ЗАДАНИЕ 1 | Перепишите записи, начиная со строки, где есть «shape [[365, 123]].», и заканчивая строкой с «[[536, 125]]», заменив «fender flare» на «wheel arch». Всё остальное оставьте без изменений.

Возможно она у тебя модулем собрана, а не вкомпилена в ядро

----------

## ironwit

 *GreenDragon wrote:*   

>  *ironwit wrote:*   спасибо, вечером проверю на дом. машине ))) 
> 
> Возможно она у тебя модулем собрана, а не вкомпилена в ядро

 

Спасибо. Но, будут ли эти каталоги у меня на этом самом livecd с которого я пытаюсь установить генту?

----------

## GreenDragon

 *ironwit wrote:*   

>  *GreenDragon wrote:*    *ironwit wrote:*   спасибо, вечером проверю на дом. машине ))) 
> 
> Возможно она у тебя модулем собрана, а не вкомпилена в ядро 
> 
> Спасибо. Но, будут ли эти каталоги у меня на этом самом livecd с которого я пытаюсь установить генту?

 

нет, на liveCD не будут, я как-то забыл, что ты с liveCD пытаешься ставить

----------

## ironwit

 *GreenDragon wrote:*   

> 
> 
> нет, на liveCD не будут, я как-то забыл, что ты с liveCD пытаешься ставить

 

дык чего тогда мне делать? попробовать другой тип ФС?

----------

## viy

zcat /proc/config.gz

На livecd поддержка ext3 однозначно есть!

ИЗВЛЕЧЁННЫЕ ДАННЫЕ |
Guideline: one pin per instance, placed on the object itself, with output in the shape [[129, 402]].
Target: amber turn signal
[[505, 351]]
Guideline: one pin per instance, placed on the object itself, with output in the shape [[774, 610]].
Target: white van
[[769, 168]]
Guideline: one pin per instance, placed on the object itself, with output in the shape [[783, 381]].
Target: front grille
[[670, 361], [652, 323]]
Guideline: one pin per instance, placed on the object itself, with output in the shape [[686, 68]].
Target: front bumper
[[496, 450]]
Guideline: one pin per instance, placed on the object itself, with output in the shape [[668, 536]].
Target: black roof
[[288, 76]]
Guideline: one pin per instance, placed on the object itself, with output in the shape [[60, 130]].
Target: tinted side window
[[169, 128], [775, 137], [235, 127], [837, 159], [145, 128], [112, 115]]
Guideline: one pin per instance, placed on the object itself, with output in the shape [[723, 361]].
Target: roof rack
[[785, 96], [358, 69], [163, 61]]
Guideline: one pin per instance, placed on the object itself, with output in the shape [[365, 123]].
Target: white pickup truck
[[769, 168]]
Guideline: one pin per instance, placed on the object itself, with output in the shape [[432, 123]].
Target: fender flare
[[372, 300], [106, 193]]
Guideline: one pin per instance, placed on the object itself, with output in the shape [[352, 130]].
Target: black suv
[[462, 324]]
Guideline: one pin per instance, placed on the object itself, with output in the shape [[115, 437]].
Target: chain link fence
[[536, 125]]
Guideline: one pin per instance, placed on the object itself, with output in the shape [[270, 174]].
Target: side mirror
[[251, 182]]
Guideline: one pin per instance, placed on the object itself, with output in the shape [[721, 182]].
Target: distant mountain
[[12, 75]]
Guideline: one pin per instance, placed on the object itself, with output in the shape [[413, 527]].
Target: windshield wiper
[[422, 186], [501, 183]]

ЗАДАНИЕ 2 | Какую команду предлагает выполнить участник viy в обсуждении установки генту с livecd?

РЕШЕНИЕ 1 |
Guideline: one pin per instance, placed on the object itself, with output in the shape [[365, 123]].
Target: white pickup truck
[[769, 168]]
Guideline: one pin per instance, placed on the object itself, with output in the shape [[432, 123]].
Target: wheel arch
[[372, 300], [106, 193]]
Guideline: one pin per instance, placed on the object itself, with output in the shape [[352, 130]].
Target: black suv
[[462, 324]]
Guideline: one pin per instance, placed on the object itself, with output in the shape [[115, 437]].
Target: chain link fence
[[536, 125]]

РЕШЕНИЕ 2 | zcat /proc/config.gz